* BEGIN Record extracts *
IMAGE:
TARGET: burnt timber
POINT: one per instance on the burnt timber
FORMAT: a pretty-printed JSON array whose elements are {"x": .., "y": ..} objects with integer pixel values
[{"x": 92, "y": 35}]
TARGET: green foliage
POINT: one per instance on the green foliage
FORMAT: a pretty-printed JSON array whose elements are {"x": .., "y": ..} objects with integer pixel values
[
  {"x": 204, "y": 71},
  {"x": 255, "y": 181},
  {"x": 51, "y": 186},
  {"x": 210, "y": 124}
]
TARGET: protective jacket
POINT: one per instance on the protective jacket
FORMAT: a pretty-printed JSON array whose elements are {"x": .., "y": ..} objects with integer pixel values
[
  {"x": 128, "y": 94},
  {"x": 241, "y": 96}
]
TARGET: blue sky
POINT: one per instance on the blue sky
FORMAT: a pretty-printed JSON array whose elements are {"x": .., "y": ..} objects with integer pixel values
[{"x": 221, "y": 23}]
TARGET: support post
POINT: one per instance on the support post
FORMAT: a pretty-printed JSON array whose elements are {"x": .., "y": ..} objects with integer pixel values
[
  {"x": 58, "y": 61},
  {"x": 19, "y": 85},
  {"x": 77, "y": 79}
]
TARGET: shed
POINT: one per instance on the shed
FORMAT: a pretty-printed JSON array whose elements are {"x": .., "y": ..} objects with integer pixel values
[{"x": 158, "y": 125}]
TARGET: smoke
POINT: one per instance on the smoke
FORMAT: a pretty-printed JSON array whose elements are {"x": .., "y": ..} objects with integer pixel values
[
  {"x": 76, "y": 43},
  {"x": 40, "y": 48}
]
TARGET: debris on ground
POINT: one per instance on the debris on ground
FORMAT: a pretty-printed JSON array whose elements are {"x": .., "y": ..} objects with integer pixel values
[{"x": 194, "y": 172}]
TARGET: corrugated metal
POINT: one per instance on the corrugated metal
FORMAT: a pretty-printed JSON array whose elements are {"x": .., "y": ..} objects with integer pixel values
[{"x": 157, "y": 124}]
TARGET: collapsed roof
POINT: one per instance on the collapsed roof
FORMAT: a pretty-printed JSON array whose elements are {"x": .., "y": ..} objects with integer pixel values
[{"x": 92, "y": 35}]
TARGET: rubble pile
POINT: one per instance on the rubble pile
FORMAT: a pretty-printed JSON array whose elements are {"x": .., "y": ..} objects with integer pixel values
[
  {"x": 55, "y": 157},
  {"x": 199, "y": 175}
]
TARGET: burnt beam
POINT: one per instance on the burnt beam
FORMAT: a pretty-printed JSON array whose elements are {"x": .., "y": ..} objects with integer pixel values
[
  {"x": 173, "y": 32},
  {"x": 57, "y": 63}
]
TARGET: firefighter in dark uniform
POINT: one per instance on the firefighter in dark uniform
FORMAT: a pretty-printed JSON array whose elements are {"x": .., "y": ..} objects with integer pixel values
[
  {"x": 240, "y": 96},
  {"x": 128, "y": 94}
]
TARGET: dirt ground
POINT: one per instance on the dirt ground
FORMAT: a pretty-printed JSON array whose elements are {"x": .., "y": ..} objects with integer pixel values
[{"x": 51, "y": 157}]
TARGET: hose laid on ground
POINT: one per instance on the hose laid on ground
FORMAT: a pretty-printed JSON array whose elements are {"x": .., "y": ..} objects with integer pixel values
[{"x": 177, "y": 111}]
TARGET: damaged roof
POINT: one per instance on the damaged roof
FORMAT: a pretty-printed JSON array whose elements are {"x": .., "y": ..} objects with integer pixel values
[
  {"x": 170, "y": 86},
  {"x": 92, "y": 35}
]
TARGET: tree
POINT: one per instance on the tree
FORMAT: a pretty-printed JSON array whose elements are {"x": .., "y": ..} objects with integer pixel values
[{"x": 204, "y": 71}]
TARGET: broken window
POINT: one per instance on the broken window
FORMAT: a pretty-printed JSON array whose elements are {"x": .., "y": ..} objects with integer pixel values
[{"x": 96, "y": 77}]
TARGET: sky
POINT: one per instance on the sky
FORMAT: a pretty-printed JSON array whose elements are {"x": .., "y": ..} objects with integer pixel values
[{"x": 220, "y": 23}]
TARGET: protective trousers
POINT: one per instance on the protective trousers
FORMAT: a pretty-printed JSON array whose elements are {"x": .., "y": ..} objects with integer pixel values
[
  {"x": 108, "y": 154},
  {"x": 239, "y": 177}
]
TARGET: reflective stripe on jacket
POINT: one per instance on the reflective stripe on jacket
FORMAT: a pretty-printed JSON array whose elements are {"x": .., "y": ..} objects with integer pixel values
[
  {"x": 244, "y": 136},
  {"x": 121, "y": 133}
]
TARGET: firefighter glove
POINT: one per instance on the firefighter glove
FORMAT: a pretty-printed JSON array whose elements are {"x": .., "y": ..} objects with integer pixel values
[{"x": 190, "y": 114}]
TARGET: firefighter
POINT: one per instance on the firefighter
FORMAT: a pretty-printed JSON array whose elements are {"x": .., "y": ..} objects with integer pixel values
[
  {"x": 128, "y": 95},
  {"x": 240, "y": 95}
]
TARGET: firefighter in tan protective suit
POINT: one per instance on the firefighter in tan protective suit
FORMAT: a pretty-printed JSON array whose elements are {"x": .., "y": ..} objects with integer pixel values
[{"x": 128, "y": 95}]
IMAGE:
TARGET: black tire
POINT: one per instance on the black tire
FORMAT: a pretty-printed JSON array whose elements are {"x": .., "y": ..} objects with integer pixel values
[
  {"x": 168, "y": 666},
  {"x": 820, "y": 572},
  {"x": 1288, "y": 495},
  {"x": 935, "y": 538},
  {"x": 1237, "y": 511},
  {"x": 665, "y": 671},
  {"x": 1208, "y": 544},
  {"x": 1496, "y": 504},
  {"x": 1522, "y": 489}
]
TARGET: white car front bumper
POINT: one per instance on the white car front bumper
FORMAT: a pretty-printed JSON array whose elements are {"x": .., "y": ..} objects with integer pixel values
* END Record extracts *
# Exercise instructions
Produce an exact copy of the whole listing.

# Problem solution
IMAGE:
TARGET: burnt timber
POINT: one per instance on the burnt timber
FORMAT: a pretty-printed JSON array whose elements are {"x": .., "y": ..} objects with integer pixel values
[{"x": 92, "y": 35}]
TARGET: green foliage
POINT: one per instance on the green foliage
FORMAT: a pretty-printed JSON array whose elements are {"x": .., "y": ..} objects with integer pixel values
[
  {"x": 204, "y": 71},
  {"x": 255, "y": 181},
  {"x": 51, "y": 186},
  {"x": 210, "y": 124}
]
TARGET: protective jacket
POINT: one per instance on the protective jacket
FORMAT: a pretty-printed JSON array whose elements are {"x": .., "y": ..} objects with integer pixel values
[
  {"x": 128, "y": 94},
  {"x": 241, "y": 96}
]
TARGET: blue sky
POINT: one per instance on the blue sky
FORMAT: a pretty-printed JSON array whose elements are {"x": .., "y": ..} objects with integer pixel values
[{"x": 221, "y": 23}]
TARGET: support post
POINT: one per instance on the support post
FORMAT: a pretty-printed JSON array whose elements are {"x": .., "y": ..} objects with integer pixel values
[
  {"x": 58, "y": 61},
  {"x": 19, "y": 85},
  {"x": 77, "y": 79}
]
TARGET: shed
POINT: one per instance on the shed
FORMAT: a pretty-printed JSON array whose elements are {"x": .., "y": ..} objects with integer pixel values
[{"x": 158, "y": 125}]
TARGET: smoke
POINT: one per instance on the smoke
FORMAT: a pretty-printed JSON array whose elements are {"x": .., "y": ..} objects with integer pixel values
[
  {"x": 76, "y": 43},
  {"x": 40, "y": 48}
]
TARGET: debris on ground
POINT: one per instance on the debris on ground
FORMAT: a pretty-printed JSON array whose elements are {"x": .., "y": ..} objects with integer pixel values
[{"x": 194, "y": 172}]
TARGET: corrugated metal
POINT: one per instance on the corrugated metal
FORMAT: a pretty-printed JSON array whose elements are {"x": .., "y": ..} objects with integer pixel values
[{"x": 157, "y": 124}]
TARGET: collapsed roof
POINT: one per instance on the collapsed roof
FORMAT: a pretty-printed JSON array whose elements are {"x": .., "y": ..} objects with integer pixel values
[{"x": 92, "y": 35}]
TARGET: rubble pile
POINT: one per instance on the rubble pile
FORMAT: a pretty-printed JSON array whose elements are {"x": .., "y": ..} objects with integer pixel values
[
  {"x": 55, "y": 157},
  {"x": 199, "y": 175}
]
TARGET: burnt beam
POINT: one per instance on the burnt beam
FORMAT: a pretty-printed JSON array whose elements are {"x": .., "y": ..} objects with integer pixel values
[
  {"x": 173, "y": 32},
  {"x": 57, "y": 63}
]
TARGET: firefighter in dark uniform
POINT: one per instance on the firefighter in dark uniform
FORMAT: a pretty-printed JSON array whose elements are {"x": .., "y": ..} objects with integer pixel values
[
  {"x": 240, "y": 96},
  {"x": 128, "y": 94}
]
TARGET: dirt ground
POINT: one per instance on the dirt ground
FORMAT: a pretty-printed JSON array whose elements are {"x": .., "y": ..} objects with integer pixel values
[{"x": 51, "y": 157}]
TARGET: hose laid on ground
POINT: one per instance on the hose laid on ground
FORMAT: a pretty-printed JSON array whose elements are {"x": .., "y": ..} objects with integer pixel values
[{"x": 177, "y": 111}]
TARGET: damaged roof
POINT: one per instance on the damaged roof
FORMAT: a pretty-printed JSON array whose elements are {"x": .., "y": ..} objects with integer pixel values
[
  {"x": 170, "y": 86},
  {"x": 92, "y": 35}
]
TARGET: tree
POINT: one per instance on the tree
FORMAT: a pretty-printed JSON array whose elements are {"x": .., "y": ..} objects with integer pixel values
[{"x": 204, "y": 71}]
TARGET: broken window
POINT: one per instance on the broken window
FORMAT: a pretty-printed JSON array whose elements are {"x": .., "y": ..} objects with integer pixel values
[{"x": 96, "y": 77}]
TARGET: sky
POINT: one per instance on the sky
FORMAT: a pretty-printed JSON array whose elements are {"x": .., "y": ..} objects with integer pixel values
[{"x": 220, "y": 23}]
TARGET: protective trousers
POINT: one per instance on the protective trousers
FORMAT: a pretty-printed JSON array whose elements are {"x": .., "y": ..} objects with integer pixel values
[
  {"x": 108, "y": 154},
  {"x": 239, "y": 177}
]
TARGET: reflective stripe on jacket
POINT: one per instance on the reflective stripe on jacket
FORMAT: a pretty-printed JSON array whose elements are {"x": .., "y": ..} objects with integer pixel values
[
  {"x": 244, "y": 136},
  {"x": 121, "y": 133}
]
TARGET: firefighter glove
POINT: one per instance on the firefighter glove
FORMAT: a pretty-printed JSON array whose elements are {"x": .., "y": ..} objects with integer pixel values
[{"x": 190, "y": 114}]
TARGET: firefighter
POINT: one per instance on the firefighter
FORMAT: a pretty-printed JSON array whose elements are {"x": .., "y": ..} objects with integer pixel values
[
  {"x": 128, "y": 95},
  {"x": 240, "y": 95}
]
TARGET: firefighter in tan protective suit
POINT: one per instance on the firefighter in tan protective suit
FORMAT: a pretty-printed JSON array whose elements are {"x": .., "y": ..} objects with integer pixel values
[{"x": 128, "y": 95}]
IMAGE:
TARGET: black tire
POINT: one per instance on the black tire
FORMAT: a pretty-printed JSON array whose elements are {"x": .., "y": ..} objects with integer pixel values
[
  {"x": 168, "y": 666},
  {"x": 820, "y": 572},
  {"x": 1288, "y": 495},
  {"x": 935, "y": 538},
  {"x": 1237, "y": 511},
  {"x": 665, "y": 671},
  {"x": 1208, "y": 544},
  {"x": 1496, "y": 504},
  {"x": 1522, "y": 489}
]
TARGET: white car front bumper
POINT: one per instance on the white car front bumper
FORMAT: a pretty-printed JSON array whose elements are {"x": .., "y": ..} objects with integer pixel values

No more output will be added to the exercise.